• _YOUR GOAL_: Rewrite the entries below with every "Ground each" changed to "Locate every" and nothing else altered.

>> BEGIN DATASET EXCERPTS

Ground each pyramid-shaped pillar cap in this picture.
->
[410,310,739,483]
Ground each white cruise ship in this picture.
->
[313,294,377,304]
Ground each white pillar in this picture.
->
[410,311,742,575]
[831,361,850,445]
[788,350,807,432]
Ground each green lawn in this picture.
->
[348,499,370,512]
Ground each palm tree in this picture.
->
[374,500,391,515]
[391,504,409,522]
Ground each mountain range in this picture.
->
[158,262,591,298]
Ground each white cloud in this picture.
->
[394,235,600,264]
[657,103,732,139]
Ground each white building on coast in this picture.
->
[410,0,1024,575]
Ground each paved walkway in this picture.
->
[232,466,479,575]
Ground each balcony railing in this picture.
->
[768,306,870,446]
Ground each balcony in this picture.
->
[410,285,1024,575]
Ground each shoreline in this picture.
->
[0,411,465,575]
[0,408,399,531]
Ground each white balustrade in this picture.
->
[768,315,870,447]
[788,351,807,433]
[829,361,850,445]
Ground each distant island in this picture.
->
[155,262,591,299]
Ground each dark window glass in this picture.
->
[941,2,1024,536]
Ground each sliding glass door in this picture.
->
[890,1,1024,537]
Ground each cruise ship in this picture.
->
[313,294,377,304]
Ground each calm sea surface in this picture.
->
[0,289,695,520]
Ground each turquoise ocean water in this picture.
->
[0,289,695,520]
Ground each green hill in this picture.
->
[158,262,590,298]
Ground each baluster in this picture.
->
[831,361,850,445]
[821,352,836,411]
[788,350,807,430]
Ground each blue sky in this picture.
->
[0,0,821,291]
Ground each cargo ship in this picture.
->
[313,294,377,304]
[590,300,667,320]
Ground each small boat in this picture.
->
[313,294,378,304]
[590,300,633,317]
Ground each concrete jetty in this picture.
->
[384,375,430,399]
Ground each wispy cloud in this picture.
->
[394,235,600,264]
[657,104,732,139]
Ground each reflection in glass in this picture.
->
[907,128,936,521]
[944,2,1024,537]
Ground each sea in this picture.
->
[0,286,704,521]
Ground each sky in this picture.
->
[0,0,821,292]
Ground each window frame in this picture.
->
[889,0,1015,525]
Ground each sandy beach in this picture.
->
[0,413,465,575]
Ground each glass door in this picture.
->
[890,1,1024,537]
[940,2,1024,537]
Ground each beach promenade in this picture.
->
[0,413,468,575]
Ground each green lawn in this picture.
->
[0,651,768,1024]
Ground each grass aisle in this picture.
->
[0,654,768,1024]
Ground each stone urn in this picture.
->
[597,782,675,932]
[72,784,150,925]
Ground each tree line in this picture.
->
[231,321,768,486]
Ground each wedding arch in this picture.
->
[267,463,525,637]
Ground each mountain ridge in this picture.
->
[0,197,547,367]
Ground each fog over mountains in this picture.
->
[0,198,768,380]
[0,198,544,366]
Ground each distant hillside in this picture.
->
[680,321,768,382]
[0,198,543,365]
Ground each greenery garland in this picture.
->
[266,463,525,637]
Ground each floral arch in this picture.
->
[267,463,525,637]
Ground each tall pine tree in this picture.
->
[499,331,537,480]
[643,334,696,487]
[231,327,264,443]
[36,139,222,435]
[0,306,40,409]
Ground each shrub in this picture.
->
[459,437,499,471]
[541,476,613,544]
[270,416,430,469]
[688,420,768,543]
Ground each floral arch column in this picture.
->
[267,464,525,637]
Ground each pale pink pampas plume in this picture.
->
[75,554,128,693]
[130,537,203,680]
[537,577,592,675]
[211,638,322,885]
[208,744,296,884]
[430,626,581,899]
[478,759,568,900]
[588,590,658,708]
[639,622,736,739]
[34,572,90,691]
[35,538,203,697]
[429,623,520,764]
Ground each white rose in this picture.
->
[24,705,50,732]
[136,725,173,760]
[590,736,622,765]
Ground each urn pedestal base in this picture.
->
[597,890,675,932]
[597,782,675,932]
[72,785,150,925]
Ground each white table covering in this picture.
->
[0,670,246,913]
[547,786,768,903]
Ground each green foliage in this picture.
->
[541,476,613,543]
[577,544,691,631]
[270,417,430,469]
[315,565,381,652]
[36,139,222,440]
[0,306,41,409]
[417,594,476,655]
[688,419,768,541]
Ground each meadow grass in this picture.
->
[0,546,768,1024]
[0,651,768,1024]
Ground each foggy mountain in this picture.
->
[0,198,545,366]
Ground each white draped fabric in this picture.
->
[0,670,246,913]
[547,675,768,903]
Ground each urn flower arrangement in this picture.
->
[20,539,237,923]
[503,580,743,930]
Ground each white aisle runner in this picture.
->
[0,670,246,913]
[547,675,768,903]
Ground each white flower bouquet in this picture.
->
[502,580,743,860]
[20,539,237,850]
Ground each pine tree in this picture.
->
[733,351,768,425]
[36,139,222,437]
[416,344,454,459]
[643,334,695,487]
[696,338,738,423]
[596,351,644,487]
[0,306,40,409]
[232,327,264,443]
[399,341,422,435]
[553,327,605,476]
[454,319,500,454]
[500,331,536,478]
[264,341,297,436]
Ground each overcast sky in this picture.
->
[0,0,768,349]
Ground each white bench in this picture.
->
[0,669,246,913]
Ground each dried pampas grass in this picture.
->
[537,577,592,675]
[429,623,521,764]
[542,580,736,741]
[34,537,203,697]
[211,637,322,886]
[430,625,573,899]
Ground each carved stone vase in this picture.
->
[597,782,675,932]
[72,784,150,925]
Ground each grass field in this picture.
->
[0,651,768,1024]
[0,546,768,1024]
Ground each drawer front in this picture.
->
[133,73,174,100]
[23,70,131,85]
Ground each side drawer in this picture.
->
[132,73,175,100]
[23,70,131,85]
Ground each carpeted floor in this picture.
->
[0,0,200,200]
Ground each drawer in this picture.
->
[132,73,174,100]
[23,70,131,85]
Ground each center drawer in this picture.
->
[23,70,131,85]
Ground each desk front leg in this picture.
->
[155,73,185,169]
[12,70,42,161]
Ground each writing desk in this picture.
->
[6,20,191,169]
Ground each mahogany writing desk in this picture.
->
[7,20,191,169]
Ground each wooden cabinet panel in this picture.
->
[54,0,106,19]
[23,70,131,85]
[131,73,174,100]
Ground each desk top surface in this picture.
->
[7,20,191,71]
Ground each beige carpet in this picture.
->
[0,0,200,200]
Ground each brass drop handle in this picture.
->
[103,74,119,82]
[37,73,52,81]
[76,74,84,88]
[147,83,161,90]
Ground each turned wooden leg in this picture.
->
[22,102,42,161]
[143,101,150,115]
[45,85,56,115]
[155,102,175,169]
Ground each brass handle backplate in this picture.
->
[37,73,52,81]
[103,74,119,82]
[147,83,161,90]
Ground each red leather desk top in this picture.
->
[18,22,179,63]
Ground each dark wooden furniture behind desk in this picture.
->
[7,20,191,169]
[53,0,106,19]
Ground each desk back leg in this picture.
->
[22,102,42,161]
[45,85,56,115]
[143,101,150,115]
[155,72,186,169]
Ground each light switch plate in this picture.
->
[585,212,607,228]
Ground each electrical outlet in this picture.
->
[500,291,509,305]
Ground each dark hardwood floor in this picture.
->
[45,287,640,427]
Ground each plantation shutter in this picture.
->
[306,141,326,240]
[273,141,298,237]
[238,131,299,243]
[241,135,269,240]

>> END DATASET EXCERPTS

• _ANSWER FOR THIS EXERCISE_:
Locate every pyramid-shaped pillar cap in this picture.
->
[410,310,739,483]
Locate every white cruise ship in this picture.
->
[313,294,377,304]
Locate every white pillar in this picture.
->
[410,311,742,575]
[831,361,850,445]
[788,350,807,432]
Locate every green lawn in this picture.
->
[348,499,370,512]
Locate every palm tree in this picture.
->
[374,500,391,515]
[391,504,409,522]
Locate every mountain range in this picture.
->
[158,262,591,298]
Locate every white cloud in this picture.
->
[394,235,600,264]
[657,103,732,139]
Locate every white building on coast in this picture.
->
[410,0,1024,575]
Locate every paved walkway in this picture.
->
[232,466,479,575]
Locate every balcony railing in this picture.
->
[768,306,870,446]
Locate every balcony in this picture.
->
[410,285,1024,575]
Locate every shoreline in this picture.
->
[0,411,465,575]
[0,408,399,531]
Locate every white balustrade in this picture.
->
[768,315,870,447]
[788,351,807,433]
[829,361,850,445]
Locate every distant island in this picture.
->
[155,262,591,299]
Locate every dark window glass in this picture.
->
[941,2,1024,536]
Locate every sliding glass door in this picture.
->
[890,1,1024,537]
Locate every cruise ship in this picture.
->
[313,294,377,304]
Locate every calm sea surface in this picture.
->
[0,289,695,520]
Locate every turquoise ocean water in this picture.
->
[0,289,695,520]
Locate every green hill in this picture.
->
[158,262,590,298]
Locate every baluster in this picture.
->
[831,361,850,445]
[821,352,836,411]
[788,350,807,430]
Locate every blue sky in this picture.
->
[0,0,821,291]
Locate every cargo ship in this picture.
->
[313,294,377,304]
[590,300,667,320]
Locate every small boat in this picture.
->
[313,294,378,304]
[590,300,633,317]
Locate every concrete jetty in this picture.
->
[384,375,430,399]
Locate every wispy cloud in this picture.
->
[394,235,600,264]
[657,104,732,139]
Locate every reflection in glass in this picture.
->
[907,128,936,521]
[944,2,1024,537]
Locate every sea in this picture.
->
[0,286,704,521]
Locate every sky in this picture.
->
[0,0,821,292]
Locate every window frame in this picture.
->
[889,0,1015,525]
Locate every sandy beach in this picture.
->
[0,413,465,575]
Locate every glass door in this picture.
->
[890,1,1024,537]
[940,2,1024,537]
Locate every beach promenade in this picture.
->
[0,413,468,575]
Locate every green lawn in this picture.
->
[0,651,768,1024]
Locate every grass aisle in this picture.
->
[0,654,768,1024]
Locate every stone urn in this picture.
->
[597,782,675,932]
[72,784,150,925]
Locate every tree line in this picture.
->
[231,321,768,486]
Locate every wedding arch in this picture.
->
[267,463,525,637]
Locate every mountain ridge in this picture.
->
[0,197,547,367]
Locate every fog over mountains in this picture.
->
[0,198,768,380]
[0,198,544,366]
Locate every distant hillside in this picture.
->
[680,321,768,382]
[0,198,543,365]
Locate every greenery garland in this picture.
->
[266,463,525,637]
Locate every floral arch in this picture.
->
[267,463,525,637]
Locate every tall pine tree in this picture.
->
[499,331,537,480]
[643,334,696,487]
[231,327,264,443]
[36,139,222,435]
[0,306,40,409]
Locate every shrub in this picture.
->
[459,437,499,471]
[541,476,613,544]
[270,416,430,469]
[688,420,768,543]
Locate every floral arch column in this picture.
->
[267,464,525,637]
Locate every pale pink pampas plume in this picture.
->
[75,554,128,693]
[130,537,203,680]
[537,577,592,675]
[211,638,322,885]
[208,744,296,884]
[430,626,581,899]
[478,759,568,900]
[588,590,658,708]
[639,622,736,739]
[34,572,90,691]
[35,538,203,697]
[429,623,520,764]
Locate every white rose in this picture.
->
[24,705,50,732]
[136,725,173,760]
[590,736,622,765]
Locate every urn pedestal base in this picture.
->
[597,890,675,932]
[597,782,675,932]
[72,785,150,925]
Locate every white table covering in this picture.
->
[0,670,246,913]
[547,786,768,903]
Locate every green foliage in this picture.
->
[541,476,613,543]
[577,544,691,631]
[270,417,430,469]
[315,565,381,652]
[36,139,222,440]
[0,306,41,409]
[417,594,476,655]
[688,419,768,541]
Locate every meadow grass in this picture.
->
[0,546,768,1024]
[0,651,768,1024]
Locate every foggy mountain in this picture.
->
[0,198,545,366]
Locate every white draped fabric in this picture.
->
[0,670,246,913]
[547,675,768,903]
Locate every urn flower arrangement in this picture.
->
[20,539,237,923]
[503,580,743,930]
Locate every white aisle runner in this picture.
->
[0,670,246,913]
[547,675,768,903]
Locate every white flower bouquet in this picture.
->
[502,580,743,860]
[20,539,237,850]
Locate every pine tree in this picture.
->
[733,351,768,425]
[36,139,222,437]
[416,344,454,459]
[643,334,695,487]
[696,338,738,423]
[596,351,644,487]
[0,306,40,409]
[232,327,264,443]
[399,341,422,435]
[553,327,605,476]
[454,319,500,454]
[500,331,536,478]
[264,341,297,436]
Locate every overcast sky in this picture.
->
[0,0,768,349]
Locate every white bench in this picture.
->
[0,669,246,913]
Locate every dried pampas grass in this picture.
->
[537,577,592,675]
[429,623,521,764]
[542,580,736,741]
[34,537,203,697]
[211,637,322,886]
[430,625,573,899]
Locate every carved stone vase in this picture.
->
[597,782,675,932]
[72,784,150,925]
Locate every grass field in this picture.
->
[0,651,768,1024]
[0,546,768,1024]
Locate every drawer front in this picture.
->
[133,73,174,100]
[23,70,131,85]
Locate every side drawer in this picture.
->
[132,73,175,100]
[23,70,131,85]
Locate every carpeted floor in this picture.
->
[0,0,200,200]
Locate every drawer in this picture.
->
[132,73,174,100]
[23,70,131,85]
Locate every center drawer in this picture.
->
[23,70,131,85]
Locate every desk front leg in this picture.
->
[155,73,185,169]
[12,70,42,161]
Locate every writing desk in this picture.
->
[6,20,191,169]
Locate every mahogany writing desk in this picture.
->
[7,20,191,169]
Locate every wooden cabinet panel in this picture.
->
[54,0,106,19]
[23,70,131,85]
[131,73,174,100]
Locate every desk top surface in this picture.
->
[7,20,191,71]
Locate every beige carpet in this picture.
->
[0,0,200,200]
Locate every brass drop handle in this picture.
->
[103,74,119,82]
[37,73,52,81]
[76,74,84,88]
[147,83,161,90]
Locate every turned wooden leg in this picture.
->
[22,102,42,161]
[143,101,150,115]
[45,85,56,115]
[155,102,175,169]
Locate every brass handle backplate in this picture.
->
[37,73,52,81]
[103,74,119,82]
[147,83,161,90]
Locate every red leather desk top in this picture.
->
[18,22,179,63]
Locate every dark wooden furniture behind desk in this picture.
->
[7,20,191,169]
[53,0,106,19]
Locate every desk back leg in this picture.
->
[22,102,42,161]
[45,85,56,115]
[143,101,150,115]
[155,72,186,169]
Locate every light switch plate in this picture.
->
[585,212,607,228]
Locate every electrical outlet in this picture.
->
[500,291,509,305]
Locate every dark hardwood floor in this picture.
->
[45,287,640,427]
Locate every plantation shutter in this picture.
->
[306,141,326,240]
[273,141,298,237]
[238,131,299,243]
[241,135,269,240]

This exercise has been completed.